### [Material shown]
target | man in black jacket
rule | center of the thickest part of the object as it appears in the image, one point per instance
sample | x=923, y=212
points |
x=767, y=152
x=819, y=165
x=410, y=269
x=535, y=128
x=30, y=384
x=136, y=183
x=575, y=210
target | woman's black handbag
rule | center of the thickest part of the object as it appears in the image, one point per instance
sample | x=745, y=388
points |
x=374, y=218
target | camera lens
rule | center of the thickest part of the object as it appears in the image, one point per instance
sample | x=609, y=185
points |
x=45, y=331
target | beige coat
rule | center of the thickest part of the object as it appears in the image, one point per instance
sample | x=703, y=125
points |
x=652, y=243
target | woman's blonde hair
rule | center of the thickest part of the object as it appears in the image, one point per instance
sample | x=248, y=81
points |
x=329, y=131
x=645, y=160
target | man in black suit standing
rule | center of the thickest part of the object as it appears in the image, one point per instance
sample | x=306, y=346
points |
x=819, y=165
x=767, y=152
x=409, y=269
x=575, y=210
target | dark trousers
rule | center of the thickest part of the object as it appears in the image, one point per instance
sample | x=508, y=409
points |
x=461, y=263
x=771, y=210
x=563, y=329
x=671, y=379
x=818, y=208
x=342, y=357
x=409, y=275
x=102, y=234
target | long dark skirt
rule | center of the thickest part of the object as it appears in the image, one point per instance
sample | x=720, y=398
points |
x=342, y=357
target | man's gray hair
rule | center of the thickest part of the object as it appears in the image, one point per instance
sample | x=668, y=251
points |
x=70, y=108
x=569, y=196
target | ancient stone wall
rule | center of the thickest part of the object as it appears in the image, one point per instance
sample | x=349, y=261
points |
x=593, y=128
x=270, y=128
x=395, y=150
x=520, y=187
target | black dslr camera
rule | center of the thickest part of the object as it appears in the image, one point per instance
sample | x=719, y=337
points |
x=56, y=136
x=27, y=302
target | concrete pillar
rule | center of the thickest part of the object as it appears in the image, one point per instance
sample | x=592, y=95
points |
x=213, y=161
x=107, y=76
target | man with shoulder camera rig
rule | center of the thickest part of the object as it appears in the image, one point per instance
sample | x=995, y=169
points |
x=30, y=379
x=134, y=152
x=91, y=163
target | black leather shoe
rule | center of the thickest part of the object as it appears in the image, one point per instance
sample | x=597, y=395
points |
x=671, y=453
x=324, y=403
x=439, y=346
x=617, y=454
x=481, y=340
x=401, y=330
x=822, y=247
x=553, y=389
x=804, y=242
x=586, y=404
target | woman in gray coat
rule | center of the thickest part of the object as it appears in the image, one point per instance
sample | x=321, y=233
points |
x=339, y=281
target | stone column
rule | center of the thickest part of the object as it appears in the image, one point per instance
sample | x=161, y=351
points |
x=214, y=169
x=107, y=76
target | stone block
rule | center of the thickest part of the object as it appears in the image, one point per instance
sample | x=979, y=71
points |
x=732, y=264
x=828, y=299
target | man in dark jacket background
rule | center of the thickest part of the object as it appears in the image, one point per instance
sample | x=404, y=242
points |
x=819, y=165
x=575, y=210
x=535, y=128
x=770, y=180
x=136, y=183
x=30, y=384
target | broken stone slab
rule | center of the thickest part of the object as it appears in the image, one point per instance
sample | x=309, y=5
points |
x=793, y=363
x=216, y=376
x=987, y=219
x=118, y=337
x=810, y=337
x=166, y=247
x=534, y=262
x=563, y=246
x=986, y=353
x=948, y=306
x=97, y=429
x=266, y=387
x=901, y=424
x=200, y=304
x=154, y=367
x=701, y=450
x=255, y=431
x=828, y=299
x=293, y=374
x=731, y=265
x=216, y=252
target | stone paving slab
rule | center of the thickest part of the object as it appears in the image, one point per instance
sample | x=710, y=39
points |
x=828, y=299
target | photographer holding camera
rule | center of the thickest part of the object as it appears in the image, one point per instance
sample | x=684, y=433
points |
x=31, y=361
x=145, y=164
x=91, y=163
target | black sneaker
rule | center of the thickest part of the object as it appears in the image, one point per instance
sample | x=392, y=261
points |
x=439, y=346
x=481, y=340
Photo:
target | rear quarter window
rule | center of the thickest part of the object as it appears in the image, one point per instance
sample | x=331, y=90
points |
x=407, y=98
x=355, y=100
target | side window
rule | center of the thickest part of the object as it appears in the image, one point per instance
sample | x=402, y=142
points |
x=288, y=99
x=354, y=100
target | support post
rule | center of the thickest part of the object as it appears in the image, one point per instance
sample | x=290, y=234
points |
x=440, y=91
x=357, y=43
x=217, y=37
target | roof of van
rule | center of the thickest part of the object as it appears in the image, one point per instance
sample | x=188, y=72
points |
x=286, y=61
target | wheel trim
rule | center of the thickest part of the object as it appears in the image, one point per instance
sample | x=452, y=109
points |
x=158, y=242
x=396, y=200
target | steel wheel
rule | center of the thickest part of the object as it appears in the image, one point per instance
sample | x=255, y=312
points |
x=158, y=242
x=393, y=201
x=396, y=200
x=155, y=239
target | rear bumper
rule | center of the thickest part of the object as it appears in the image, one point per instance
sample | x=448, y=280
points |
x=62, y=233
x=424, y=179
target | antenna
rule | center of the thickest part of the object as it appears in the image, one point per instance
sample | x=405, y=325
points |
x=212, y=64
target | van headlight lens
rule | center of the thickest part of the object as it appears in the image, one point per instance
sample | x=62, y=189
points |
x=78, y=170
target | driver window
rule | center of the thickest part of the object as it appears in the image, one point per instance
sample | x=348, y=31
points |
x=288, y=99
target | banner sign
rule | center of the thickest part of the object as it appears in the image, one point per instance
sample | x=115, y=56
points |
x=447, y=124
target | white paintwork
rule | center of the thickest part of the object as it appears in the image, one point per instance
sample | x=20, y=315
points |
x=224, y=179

### [Work to be completed]
All of the entries above should be written out again exactly.

### [Response to the exercise]
target | man in black jacket
rule | center of the thickest part of the object as it appears in the image, one point per instance
sample | x=923, y=212
points |
x=767, y=152
x=819, y=165
x=410, y=269
x=535, y=128
x=30, y=384
x=136, y=183
x=575, y=210
target | woman's black handbag
rule | center of the thickest part of the object as it appears in the image, one point per instance
sample | x=745, y=388
points |
x=374, y=218
target | camera lens
rule | center of the thickest part of the object as it appears in the image, one point per instance
sample | x=609, y=185
points |
x=45, y=331
target | beige coat
rule | center of the thickest part of the object as it appears in the image, one point per instance
sample | x=703, y=125
points |
x=652, y=243
target | woman's blonde hair
rule | center of the thickest part of the object as it appears in the image, one point per instance
sample | x=248, y=81
points |
x=329, y=131
x=645, y=160
target | man in black suit standing
rule | center of the thickest part of the object as it appears in the image, one point per instance
sample | x=306, y=346
points |
x=819, y=165
x=767, y=152
x=409, y=269
x=575, y=210
target | dark trousers
rule | center of the thickest part of the object as it appears in the image, one point per instance
sample | x=508, y=409
points |
x=461, y=263
x=771, y=210
x=563, y=329
x=671, y=379
x=818, y=208
x=342, y=357
x=409, y=275
x=102, y=234
target | long dark skirt
rule | center of the thickest part of the object as it appears in the image, one point per instance
sample | x=720, y=398
points |
x=342, y=357
target | man's gray hair
rule | center of the thickest part of the object as it appears in the image, one point per instance
sample | x=668, y=251
points |
x=70, y=108
x=569, y=196
target | ancient stone wall
rule | center of the thickest part of the object as it appears in the image, one point per instance
sample | x=349, y=261
points |
x=593, y=128
x=270, y=128
x=395, y=150
x=520, y=187
target | black dslr camera
rule | center of the thickest part of the object as it appears in the image, one point per instance
sample | x=719, y=337
points |
x=56, y=136
x=27, y=302
target | concrete pillar
rule | center of the thickest part of the object as it appears in the image, one point per instance
sample | x=592, y=95
points |
x=213, y=161
x=107, y=76
target | man with shoulder camera rig
rule | center of the thickest part of the object as it appears in the image, one point per instance
sample | x=995, y=169
points |
x=30, y=379
x=134, y=152
x=91, y=163
target | black leather shoe
rule | center of the thickest part of the object as it appears in the image, one point per instance
sample | x=597, y=395
points |
x=671, y=453
x=324, y=403
x=439, y=346
x=617, y=454
x=481, y=340
x=401, y=330
x=822, y=247
x=553, y=389
x=804, y=242
x=586, y=404
target | woman in gray coat
rule | center of the thickest part of the object as it appears in the image, one point per instance
sample | x=321, y=233
points |
x=339, y=281
target | stone column
rule | center of the thickest part of the object as it appears in the image, one point per instance
sample | x=161, y=351
points |
x=214, y=169
x=107, y=76
target | stone block
rule | center of the thickest part of the object as it appears in the image, one point per instance
sample | x=979, y=71
points |
x=732, y=264
x=828, y=299
target | man in dark jacket background
rule | center of the thickest part of the object as it appears in the image, one point per instance
sample | x=404, y=242
points |
x=819, y=165
x=575, y=210
x=535, y=128
x=770, y=180
x=136, y=183
x=30, y=384
target | broken stone slab
rule | center of the thickest part of the object as it appears in the image, one point per instance
sample | x=309, y=5
points |
x=793, y=363
x=216, y=376
x=987, y=219
x=118, y=337
x=810, y=337
x=166, y=247
x=534, y=262
x=563, y=246
x=986, y=353
x=948, y=306
x=97, y=429
x=266, y=387
x=901, y=424
x=200, y=304
x=154, y=367
x=701, y=450
x=255, y=431
x=828, y=299
x=293, y=374
x=731, y=265
x=216, y=252
target | stone paving slab
rule | center of the thickest part of the object as it appears in the image, one point per instance
sample | x=710, y=39
points |
x=828, y=299
target | photographer holding camera
rule | center of the thickest part of the object as it appears in the image, one point per instance
sample | x=684, y=433
points |
x=31, y=361
x=145, y=164
x=91, y=163
target | black sneaker
rule | center of the thickest part of the object as it appears in the image, one point per instance
sample | x=392, y=261
points |
x=439, y=346
x=481, y=340
Photo:
target | rear quarter window
rule | center of the thickest part of the object as it appears in the image, one point per instance
sample | x=331, y=90
points |
x=407, y=98
x=355, y=100
target | side window
rule | center of the thickest part of the object as it appears in the image, one point per instance
sample | x=402, y=142
points |
x=288, y=99
x=354, y=100
target | support post
rule | center of the thickest part of the object as it appears in the image, one point per instance
sample | x=290, y=234
points |
x=440, y=91
x=357, y=43
x=217, y=37
target | roof of van
rule | center of the thickest part of the object as it appears in the image, one point per instance
sample | x=188, y=72
points |
x=286, y=61
target | wheel trim
rule | center of the thickest part of the object as it appears in the image, one point per instance
sample | x=452, y=109
points |
x=158, y=242
x=396, y=200
target | steel wheel
rule | center of the thickest part of the object as it appears in the image, one point per instance
sample | x=255, y=312
points |
x=158, y=242
x=393, y=201
x=396, y=200
x=155, y=239
target | rear bumper
rule | center of the thickest part of the object as it appears in the image, one point per instance
sample | x=448, y=280
points |
x=62, y=233
x=424, y=179
target | antenna
rule | center of the thickest part of the object as it appears in the image, one point per instance
sample | x=405, y=325
points |
x=212, y=64
target | van headlight lens
rule | center of the thickest part of the object as it appears in the image, one point per instance
sample | x=62, y=189
points |
x=78, y=170
target | driver window
rule | center of the thickest part of the object as it appears in the image, one point per instance
sample | x=348, y=31
points |
x=288, y=99
target | banner sign
rule | center of the thickest part of the object as it appears in the image, one point per instance
sample | x=115, y=56
points |
x=447, y=124
target | white paintwork
rule | center of the thickest part of the object as it appears in the image, one point per instance
sample | x=20, y=315
points |
x=224, y=179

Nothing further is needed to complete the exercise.